- **SELECTED PASSAGE**:
-- Begin --

Old World European customs mix with New World Latin American traditions to form a cultural heritage unique to Argentina. This cultural heritage can be experienced in the metropolitan city of Buenos Aires, where all facets of society and culture can be found. With a population of about thirteen million—one-third of Argentina’s total population—Buenos Aires is a world-class city. Argentina is an urban country: more than 90 percent of the population lives in cities. The rural side of the culture has often been characterized as the traditional gaucho (cowboy) image of the self-reliant rancher who herds cattle and lives off the land. Beef is a mainstay of the cuisine in much of the country.
The urban culture includes the traditional Argentine tango with music and camaraderie in upscale night clubs. These traditional images may be stereotypes, but the cultural scene in Argentina is heavily invested in the international trends of the modern world.
Paraguay is located in the Mixed Mestizo Cultural Region between Brazil, Argentina, and Bolivia. This landlocked country is not located in the Andes. The country’s poor economic characteristics and troublesome political dynamics are similar to those of its neighbors in the Central Andes. Like other Latin American countries, most of the population practices Catholicism. The country’s name comes from the Paraguay River, which flows through the region and provides hydroelectric dams that provide all the electricity for the country.
Paraguay suffers from a lack of infrastructure. The government has not been able to provide for the needs of a growing population with a fertility rate of more than three children per family.
Paraguay’s cultural heritage can be traced to the extensive intermarriage between the original male Spanish settlers and indigenous Guaraní women. Their culture is highly influenced by various European countries, including Spain. Therefore, Paraguayan culture is a fusion of two cultures and traditions; one European, the other, Southern Guaraní. More than 93% of Paraguayans are mestizos, making Paraguay one of the most homogeneous countries in Latin America. A characteristic of this cultural fusion is the extensive bilingualism present to this day: more than 80% of Paraguayans speak both Spanish and the indigenous language.
As much as 40 percent of the population makes its living from agriculture. However, conditions in the rural areas are poor: less than 10 percent of the land is arable. There is not much agricultural growth that could boost the economy.
Paraguay is the sixth-largest producer of soybeans in the world, and cattle ranching is its other strong commodity. A large portion of the marshlands have been transformed for agricultural purposes, but this has caused a loss of wetlands as a habitat.
Corruption and unstable governments are the political system’s legacy. There is a wide disparity between the social elites, who own a high percentage of the land, and most of the population, which remains in poverty with poor living conditions.
Sixty percent of the population lives in the cities, and they often suffer from unsanitary conditions because of water pollution. The largest slums in the country are found in the expanse of the capital city of Asuncion, which has almost two million people.
In the urban areas, there is a strong informal market economy that thrives on imported goods being redistributed to other countries, but there is no formal record-keeping system. An enormous number of black-market goods are brought in and resold to neighboring countries such as Brazil and Argentina, its two largest trading partners. In such conditions, crime and illegal activities thrive, and the rule of law is difficult to enforce.
Uruguay is located along the South Atlantic coast bordering Argentina and Brazil. The only South American country smaller in physical area is Suriname. French Guiana is also smaller than Uruguay but remains a department of France. Uruguay has the location, natural resources, and global trade connections to provide ample opportunities and advantages for its people.

-- End --

- **SHORT PROBLEM A**: Condense the passage's paragraph beginning "Paraguay’s cultural heritage can be traced" into a bulleted list that keeps its main facts.
The passage and the entries are unrelated to each other.

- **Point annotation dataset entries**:
-- Begin --

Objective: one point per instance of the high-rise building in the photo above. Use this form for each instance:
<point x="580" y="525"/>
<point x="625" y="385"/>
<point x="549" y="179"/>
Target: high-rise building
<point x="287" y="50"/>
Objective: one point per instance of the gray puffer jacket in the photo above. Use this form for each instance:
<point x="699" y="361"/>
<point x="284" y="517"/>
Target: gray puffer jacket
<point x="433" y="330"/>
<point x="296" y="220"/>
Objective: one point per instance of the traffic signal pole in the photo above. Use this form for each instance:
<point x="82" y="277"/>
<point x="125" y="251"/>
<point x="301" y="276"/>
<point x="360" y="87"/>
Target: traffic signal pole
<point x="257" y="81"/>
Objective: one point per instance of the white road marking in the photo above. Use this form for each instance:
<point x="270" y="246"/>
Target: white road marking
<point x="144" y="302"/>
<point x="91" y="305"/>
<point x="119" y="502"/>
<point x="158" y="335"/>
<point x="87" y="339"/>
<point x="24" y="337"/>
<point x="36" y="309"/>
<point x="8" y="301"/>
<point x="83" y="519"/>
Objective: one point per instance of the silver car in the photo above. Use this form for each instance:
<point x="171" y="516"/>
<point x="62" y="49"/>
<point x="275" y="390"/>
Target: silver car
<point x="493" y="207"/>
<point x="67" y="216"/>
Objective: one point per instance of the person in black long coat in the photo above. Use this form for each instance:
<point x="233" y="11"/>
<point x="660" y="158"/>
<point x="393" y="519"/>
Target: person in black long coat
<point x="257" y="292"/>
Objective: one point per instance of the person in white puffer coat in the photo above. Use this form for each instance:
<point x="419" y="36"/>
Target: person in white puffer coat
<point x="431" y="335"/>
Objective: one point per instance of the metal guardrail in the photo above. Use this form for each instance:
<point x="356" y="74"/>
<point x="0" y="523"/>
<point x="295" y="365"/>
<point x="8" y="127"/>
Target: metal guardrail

-- End --

- **SHORT PROBLEM B**: Count the lines in the entries that contain the word "above", and give only the number.

- **FULL RESPONSE A**:
- Paraguay's cultural heritage comes from widespread intermarriage between the original male Spanish settlers and indigenous Guaraní women.
- Various European countries, including Spain, strongly influence the culture.
- Paraguayan culture therefore fuses two traditions: European and Southern Guaraní.
- More than 93% of Paraguayans are mestizos, which makes Paraguay one of the most homogeneous countries in Latin America.
- Extensive bilingualism continues today: more than 80% of Paraguayans speak both Spanish and the indigenous language.

- **FULL RESPONSE B**: 8